* **WHAT YOU WILL DO**
Reproduce the part of the data that opens with the line containing "human hand -> outlines" and closes at the end of the data, with -27 added to every coordinate in the answer outlines and every other line unchanged. Omit the pictures from your reply.

::::::::

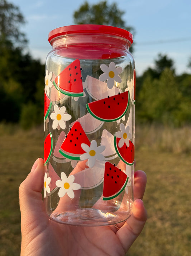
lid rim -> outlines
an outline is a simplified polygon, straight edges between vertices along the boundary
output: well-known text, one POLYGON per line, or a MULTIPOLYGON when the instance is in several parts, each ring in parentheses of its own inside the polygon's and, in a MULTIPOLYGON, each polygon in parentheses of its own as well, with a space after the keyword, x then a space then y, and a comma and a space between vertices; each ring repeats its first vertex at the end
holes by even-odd
POLYGON ((104 33, 119 36, 128 39, 131 44, 133 43, 133 35, 127 30, 116 27, 91 24, 71 25, 56 28, 51 31, 48 34, 48 41, 52 45, 51 43, 52 40, 60 36, 79 32, 95 33, 96 31, 101 34, 104 33))

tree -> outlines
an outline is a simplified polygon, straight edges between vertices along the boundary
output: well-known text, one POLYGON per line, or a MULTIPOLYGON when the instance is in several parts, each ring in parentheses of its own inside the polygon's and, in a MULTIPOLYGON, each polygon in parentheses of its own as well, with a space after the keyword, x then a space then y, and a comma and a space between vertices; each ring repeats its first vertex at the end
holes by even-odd
MULTIPOLYGON (((116 3, 109 5, 107 1, 90 5, 87 1, 80 6, 73 14, 76 24, 99 24, 117 27, 134 34, 134 29, 128 26, 121 17, 125 13, 119 10, 116 3)), ((132 46, 130 51, 133 51, 132 46)))
POLYGON ((27 42, 24 33, 21 32, 21 25, 25 23, 19 8, 6 0, 0 1, 0 44, 23 47, 27 42))

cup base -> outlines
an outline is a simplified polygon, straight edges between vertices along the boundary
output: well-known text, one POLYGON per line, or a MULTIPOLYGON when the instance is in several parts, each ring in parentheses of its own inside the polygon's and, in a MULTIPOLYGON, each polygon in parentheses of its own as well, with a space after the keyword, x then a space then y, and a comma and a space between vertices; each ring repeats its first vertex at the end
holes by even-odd
POLYGON ((130 215, 129 212, 114 212, 94 208, 81 208, 73 211, 53 213, 49 217, 64 224, 96 226, 116 224, 126 220, 130 215))

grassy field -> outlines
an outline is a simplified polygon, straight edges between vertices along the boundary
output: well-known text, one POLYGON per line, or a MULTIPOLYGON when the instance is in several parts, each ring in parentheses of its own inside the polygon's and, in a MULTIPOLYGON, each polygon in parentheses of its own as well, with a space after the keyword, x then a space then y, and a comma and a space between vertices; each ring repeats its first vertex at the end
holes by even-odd
MULTIPOLYGON (((148 220, 127 255, 188 256, 191 252, 191 128, 137 128, 136 170, 147 175, 148 220)), ((0 124, 0 256, 20 247, 18 189, 43 156, 43 128, 24 132, 0 124)))

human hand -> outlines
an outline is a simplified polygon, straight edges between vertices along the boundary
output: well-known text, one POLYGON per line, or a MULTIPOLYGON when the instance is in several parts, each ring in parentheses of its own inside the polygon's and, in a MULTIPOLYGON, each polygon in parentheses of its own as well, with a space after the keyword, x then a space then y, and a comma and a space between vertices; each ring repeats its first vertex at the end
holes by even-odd
POLYGON ((147 220, 143 201, 145 173, 135 173, 133 212, 124 223, 97 227, 57 223, 45 212, 41 192, 43 187, 43 159, 38 158, 19 189, 21 213, 21 256, 125 255, 140 234, 147 220))

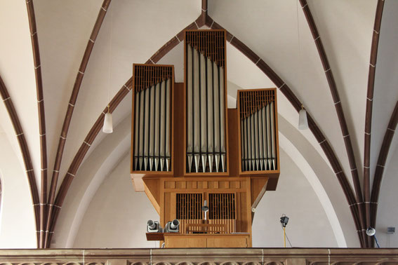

::::::::

* **OUTPUT**
human hand -> outlines
an outline is a simplified polygon, straight edges between vertices along the boundary
output: well-known text, one POLYGON per line, or a MULTIPOLYGON when the instance is in several parts, each ring in parentheses of its own inside the polygon's and, in a MULTIPOLYGON, each polygon in parentheses of its own as well, with a space after the keyword, x then a space then y, and a comma and a space between vertices; each ring repeats its first vertex at the end
holes by even-odd
POLYGON ((120 193, 116 174, 118 146, 108 146, 106 185, 97 196, 70 200, 30 196, 18 185, 14 165, 16 160, 16 132, 11 131, -8 162, -6 186, -6 229, 98 228, 113 207, 120 193))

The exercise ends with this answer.